#### RECORDS FOR THIS EXERCISE ####
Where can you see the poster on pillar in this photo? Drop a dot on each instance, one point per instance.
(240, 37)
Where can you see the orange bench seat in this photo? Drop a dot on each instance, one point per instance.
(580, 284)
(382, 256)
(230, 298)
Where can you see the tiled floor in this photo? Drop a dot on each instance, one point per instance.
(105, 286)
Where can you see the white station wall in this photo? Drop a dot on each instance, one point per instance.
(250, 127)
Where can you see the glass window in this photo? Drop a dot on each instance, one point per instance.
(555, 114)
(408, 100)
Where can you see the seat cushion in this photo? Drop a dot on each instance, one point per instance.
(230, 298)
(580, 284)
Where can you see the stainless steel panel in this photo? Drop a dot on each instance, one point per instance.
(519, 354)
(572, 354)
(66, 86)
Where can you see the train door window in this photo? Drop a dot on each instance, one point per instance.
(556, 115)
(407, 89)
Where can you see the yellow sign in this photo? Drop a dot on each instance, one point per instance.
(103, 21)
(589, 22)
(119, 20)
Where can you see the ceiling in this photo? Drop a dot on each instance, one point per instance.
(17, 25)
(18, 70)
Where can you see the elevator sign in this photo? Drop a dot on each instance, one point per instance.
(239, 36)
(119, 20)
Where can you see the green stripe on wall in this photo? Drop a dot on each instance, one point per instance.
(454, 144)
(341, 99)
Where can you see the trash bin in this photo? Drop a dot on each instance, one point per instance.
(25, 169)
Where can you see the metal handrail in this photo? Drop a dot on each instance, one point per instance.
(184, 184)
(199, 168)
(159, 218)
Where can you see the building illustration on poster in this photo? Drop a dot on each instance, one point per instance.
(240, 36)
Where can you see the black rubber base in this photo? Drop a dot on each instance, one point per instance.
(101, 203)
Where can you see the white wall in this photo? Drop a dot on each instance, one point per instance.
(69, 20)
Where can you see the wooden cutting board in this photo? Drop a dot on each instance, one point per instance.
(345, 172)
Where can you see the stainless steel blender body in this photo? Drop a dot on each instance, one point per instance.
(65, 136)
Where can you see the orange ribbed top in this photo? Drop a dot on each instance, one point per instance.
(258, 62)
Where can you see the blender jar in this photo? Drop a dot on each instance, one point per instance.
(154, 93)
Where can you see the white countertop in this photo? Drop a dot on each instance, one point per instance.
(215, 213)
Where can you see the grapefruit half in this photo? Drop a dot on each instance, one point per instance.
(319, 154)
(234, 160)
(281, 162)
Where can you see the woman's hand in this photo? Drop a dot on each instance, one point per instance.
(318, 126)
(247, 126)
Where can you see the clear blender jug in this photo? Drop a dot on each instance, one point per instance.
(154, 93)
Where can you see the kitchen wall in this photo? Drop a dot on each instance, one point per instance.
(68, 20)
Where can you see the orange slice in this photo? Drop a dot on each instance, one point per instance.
####
• _INSTRUCTIONS TO FOLLOW_
Rewrite the listing above, changing each occurrence of "Drop a dot" to "Place a dot" and leaving all other text as it is.

• _RESPONSE_
Where can you see the poster on pillar in this photo? Place a dot on each instance, one point per instance.
(240, 37)
Where can you see the orange bench seat in this photo? Place a dot on each instance, one point per instance.
(580, 284)
(382, 256)
(230, 298)
Where can you see the tiled floor in this photo? Place a dot on each instance, one point per instance.
(105, 286)
Where can you see the white station wall in this photo? Place a dot on each instance, one point per instance.
(250, 127)
Where can you see the glass window in this photo? Place a dot on each instance, one point per instance.
(555, 114)
(408, 100)
Where can you see the seat cushion in this photo? Place a dot on each instance, one point per instance.
(230, 298)
(580, 284)
Where can you see the stainless steel panel in this photo? Place a dot on each instance, one point per instance.
(519, 354)
(572, 354)
(66, 86)
Where can you see the train door window in this photo? Place a dot on each instance, one point per instance.
(556, 115)
(407, 89)
Where can you see the yellow sign in this photo? Place a dot on each instance, one point per instance.
(103, 21)
(589, 22)
(119, 20)
Where can you see the ceiling in this photo? Place a dot on each instance, one point per instance.
(17, 25)
(18, 70)
Where can you see the elevator sign in this photo? Place a dot on each instance, one point per instance.
(239, 36)
(119, 20)
Where can you see the green stripe on wall in this photo? Place a dot on each instance, one point per instance.
(454, 144)
(341, 99)
Where can you see the trash bin in this photo? Place a dot on each instance, one point per instance.
(25, 169)
Where can you see the metal handrail in this photo? Place a dot on each instance, one point per instance.
(184, 184)
(199, 168)
(159, 218)
Where can you see the building illustration on poster in this photo? Place a dot on each instance, one point per instance.
(240, 36)
Where can you see the black rubber base in this photo? Place a dot on each instance, one point per instance.
(101, 203)
Where can you see the white wall in this photo? Place a dot on each instance, one point per instance.
(69, 20)
Where can you see the wooden cutting board in this photo? Place a dot on each instance, one point per instance.
(345, 172)
Where can you see the stainless steel blender body in this photo? Place a dot on each instance, one point per instance.
(65, 136)
Where can you see the orange ribbed top in this photo? Place a dot on each instance, one point per instance.
(258, 62)
Where can you see the blender jar in this photo? Place a dot on each instance, one point per instance.
(154, 93)
Where can you see the white countertop in this photo? Place a dot on each instance, one point per instance.
(215, 213)
Where can you see the grapefruit half in this photo? Place a dot on each instance, one point per instance.
(319, 154)
(234, 160)
(281, 162)
Where can you see the woman's hand in this photo? Place a dot on each instance, one point per instance.
(318, 126)
(247, 126)
Where can you see the clear blender jug in this photo? Place a dot on each instance, one point per instance.
(154, 93)
Where can you see the kitchen wall in this photo? Place a dot on each instance, one point per instance.
(68, 20)
Where can you see the orange slice in this photo? Place a dot on each instance, one point per instance.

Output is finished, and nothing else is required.